## What needs to be done
Every line from the one with "Might you point out the door frame" to the end of the data needs to be copied exactly, and no line before it.

Object point labels

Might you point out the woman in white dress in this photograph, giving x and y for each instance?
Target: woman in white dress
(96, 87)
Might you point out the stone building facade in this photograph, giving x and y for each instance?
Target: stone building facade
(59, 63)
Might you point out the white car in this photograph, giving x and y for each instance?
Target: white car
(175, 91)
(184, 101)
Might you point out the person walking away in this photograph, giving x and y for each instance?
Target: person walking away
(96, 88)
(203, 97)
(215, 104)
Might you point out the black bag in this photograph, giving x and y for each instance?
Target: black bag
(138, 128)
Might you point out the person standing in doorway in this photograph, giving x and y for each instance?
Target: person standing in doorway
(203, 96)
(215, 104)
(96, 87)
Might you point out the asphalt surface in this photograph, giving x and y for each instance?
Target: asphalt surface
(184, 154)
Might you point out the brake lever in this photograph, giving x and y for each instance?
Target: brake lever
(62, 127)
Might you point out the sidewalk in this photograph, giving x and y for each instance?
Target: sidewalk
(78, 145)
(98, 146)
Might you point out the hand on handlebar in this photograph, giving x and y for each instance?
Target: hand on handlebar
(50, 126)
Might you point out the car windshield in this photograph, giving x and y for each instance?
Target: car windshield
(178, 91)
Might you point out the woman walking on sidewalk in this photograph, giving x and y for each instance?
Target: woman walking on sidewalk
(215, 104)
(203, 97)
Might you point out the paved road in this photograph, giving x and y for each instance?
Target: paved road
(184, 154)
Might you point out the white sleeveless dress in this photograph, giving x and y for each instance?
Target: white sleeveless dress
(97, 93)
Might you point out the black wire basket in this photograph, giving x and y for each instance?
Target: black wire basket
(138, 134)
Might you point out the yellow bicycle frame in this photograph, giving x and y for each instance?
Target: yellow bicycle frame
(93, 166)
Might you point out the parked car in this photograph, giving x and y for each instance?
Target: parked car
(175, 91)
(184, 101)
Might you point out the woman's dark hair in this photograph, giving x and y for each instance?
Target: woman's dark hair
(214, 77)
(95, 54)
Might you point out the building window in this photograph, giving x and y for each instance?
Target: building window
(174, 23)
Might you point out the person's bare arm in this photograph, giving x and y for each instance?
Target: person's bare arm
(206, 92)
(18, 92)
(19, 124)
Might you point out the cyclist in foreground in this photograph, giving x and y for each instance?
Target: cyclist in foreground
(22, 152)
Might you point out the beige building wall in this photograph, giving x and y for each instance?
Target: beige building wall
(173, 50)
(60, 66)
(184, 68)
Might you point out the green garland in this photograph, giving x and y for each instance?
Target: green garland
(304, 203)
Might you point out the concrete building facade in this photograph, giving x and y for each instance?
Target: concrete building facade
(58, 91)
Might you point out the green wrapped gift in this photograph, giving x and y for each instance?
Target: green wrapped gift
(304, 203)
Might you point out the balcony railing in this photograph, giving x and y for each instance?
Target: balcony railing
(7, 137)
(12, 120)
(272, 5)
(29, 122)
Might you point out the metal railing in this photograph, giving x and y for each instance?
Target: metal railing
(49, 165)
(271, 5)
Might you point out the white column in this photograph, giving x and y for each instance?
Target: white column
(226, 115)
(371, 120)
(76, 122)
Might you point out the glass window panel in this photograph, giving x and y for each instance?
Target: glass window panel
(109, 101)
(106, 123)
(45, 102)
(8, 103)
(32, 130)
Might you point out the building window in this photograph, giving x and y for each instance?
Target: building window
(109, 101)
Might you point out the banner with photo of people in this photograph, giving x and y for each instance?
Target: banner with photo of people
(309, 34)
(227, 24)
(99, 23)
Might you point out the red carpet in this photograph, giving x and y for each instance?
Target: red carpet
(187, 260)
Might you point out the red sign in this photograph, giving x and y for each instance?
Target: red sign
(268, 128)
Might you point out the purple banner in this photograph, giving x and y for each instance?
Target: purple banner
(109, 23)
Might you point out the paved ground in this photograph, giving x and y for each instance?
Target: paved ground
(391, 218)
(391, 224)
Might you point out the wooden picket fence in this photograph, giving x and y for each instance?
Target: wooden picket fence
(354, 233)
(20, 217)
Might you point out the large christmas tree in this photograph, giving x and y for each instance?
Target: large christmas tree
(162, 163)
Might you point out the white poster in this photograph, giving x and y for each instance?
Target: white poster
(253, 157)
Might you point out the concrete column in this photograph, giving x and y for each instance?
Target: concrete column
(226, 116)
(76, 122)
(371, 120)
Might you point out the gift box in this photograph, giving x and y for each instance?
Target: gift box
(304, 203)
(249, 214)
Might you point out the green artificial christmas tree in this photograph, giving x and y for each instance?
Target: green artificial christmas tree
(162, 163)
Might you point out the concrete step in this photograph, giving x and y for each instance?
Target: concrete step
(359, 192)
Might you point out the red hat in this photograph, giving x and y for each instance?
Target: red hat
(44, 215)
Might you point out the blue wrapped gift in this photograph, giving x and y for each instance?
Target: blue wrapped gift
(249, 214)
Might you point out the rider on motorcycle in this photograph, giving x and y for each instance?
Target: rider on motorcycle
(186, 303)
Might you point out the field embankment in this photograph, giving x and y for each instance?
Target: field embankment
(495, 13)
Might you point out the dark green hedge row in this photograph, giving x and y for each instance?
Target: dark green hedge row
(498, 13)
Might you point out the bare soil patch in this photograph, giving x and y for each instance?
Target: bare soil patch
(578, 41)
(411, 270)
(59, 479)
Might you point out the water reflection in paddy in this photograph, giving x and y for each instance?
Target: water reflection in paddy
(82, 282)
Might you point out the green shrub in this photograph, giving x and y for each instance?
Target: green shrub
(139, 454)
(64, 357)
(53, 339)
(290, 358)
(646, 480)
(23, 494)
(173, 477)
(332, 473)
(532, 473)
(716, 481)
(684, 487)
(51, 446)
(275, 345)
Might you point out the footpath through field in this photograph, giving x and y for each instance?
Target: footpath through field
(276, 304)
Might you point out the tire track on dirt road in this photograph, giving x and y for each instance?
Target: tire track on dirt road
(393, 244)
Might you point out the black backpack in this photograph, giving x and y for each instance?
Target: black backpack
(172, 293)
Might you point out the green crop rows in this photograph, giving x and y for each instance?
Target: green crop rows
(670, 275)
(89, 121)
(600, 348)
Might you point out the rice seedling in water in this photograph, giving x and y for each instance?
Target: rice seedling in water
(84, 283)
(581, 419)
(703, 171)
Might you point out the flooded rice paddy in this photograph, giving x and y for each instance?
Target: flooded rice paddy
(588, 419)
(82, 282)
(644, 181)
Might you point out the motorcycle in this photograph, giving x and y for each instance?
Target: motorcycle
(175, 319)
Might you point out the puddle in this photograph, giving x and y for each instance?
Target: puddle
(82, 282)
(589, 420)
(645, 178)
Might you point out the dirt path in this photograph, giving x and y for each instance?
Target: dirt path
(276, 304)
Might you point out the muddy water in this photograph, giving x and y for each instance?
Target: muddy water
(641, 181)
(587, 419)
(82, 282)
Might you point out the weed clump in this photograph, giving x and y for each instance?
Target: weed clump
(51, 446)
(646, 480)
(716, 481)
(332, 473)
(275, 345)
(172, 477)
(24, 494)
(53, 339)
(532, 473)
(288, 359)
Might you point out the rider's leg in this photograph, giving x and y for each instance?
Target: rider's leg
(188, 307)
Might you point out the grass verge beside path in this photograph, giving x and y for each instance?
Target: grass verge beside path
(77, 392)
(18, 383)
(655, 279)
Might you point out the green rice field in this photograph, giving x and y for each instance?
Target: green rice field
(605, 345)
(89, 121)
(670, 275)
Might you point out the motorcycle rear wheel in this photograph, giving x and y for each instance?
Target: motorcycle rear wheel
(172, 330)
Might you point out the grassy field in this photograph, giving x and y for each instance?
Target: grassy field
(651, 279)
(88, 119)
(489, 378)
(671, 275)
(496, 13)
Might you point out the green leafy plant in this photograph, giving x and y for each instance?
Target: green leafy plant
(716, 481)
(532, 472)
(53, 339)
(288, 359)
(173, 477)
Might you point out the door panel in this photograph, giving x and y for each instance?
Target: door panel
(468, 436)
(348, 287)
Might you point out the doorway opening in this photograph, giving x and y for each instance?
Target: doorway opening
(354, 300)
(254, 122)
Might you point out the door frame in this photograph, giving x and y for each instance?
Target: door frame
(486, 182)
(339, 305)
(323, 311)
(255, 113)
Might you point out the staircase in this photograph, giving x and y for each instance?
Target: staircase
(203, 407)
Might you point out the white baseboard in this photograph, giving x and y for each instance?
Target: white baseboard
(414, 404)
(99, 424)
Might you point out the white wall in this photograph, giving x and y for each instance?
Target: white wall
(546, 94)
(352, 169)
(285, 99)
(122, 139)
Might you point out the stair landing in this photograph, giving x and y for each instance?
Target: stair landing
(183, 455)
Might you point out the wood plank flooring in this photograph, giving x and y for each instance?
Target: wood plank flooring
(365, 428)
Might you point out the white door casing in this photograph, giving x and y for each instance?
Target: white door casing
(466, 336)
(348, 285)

## Complete output
Might you point out the door frame in this photograph, giving x and y for each instance?
Target: door frame
(486, 182)
(339, 305)
(323, 311)
(255, 113)
Might you point out the staircase in this photograph, giving x and y for each instance?
Target: staircase
(203, 407)
Might you point out the white baseboard in this photograph, giving x and y for each instance?
Target: white baseboard
(414, 404)
(99, 424)
Might you point out the white wall in this photograph, giving x and y for each instance?
Target: white wall
(546, 94)
(352, 169)
(285, 99)
(122, 139)
Might you point out the stair landing in this photograph, giving x and y for each instance?
Target: stair landing
(183, 455)
Might you point out the wood plank flooring in this photograph, giving x and y for each instance?
Target: wood plank flooring
(365, 428)
Might you point out the white door casing in this photograph, giving x and y for each instance?
Target: white door casing
(466, 336)
(348, 285)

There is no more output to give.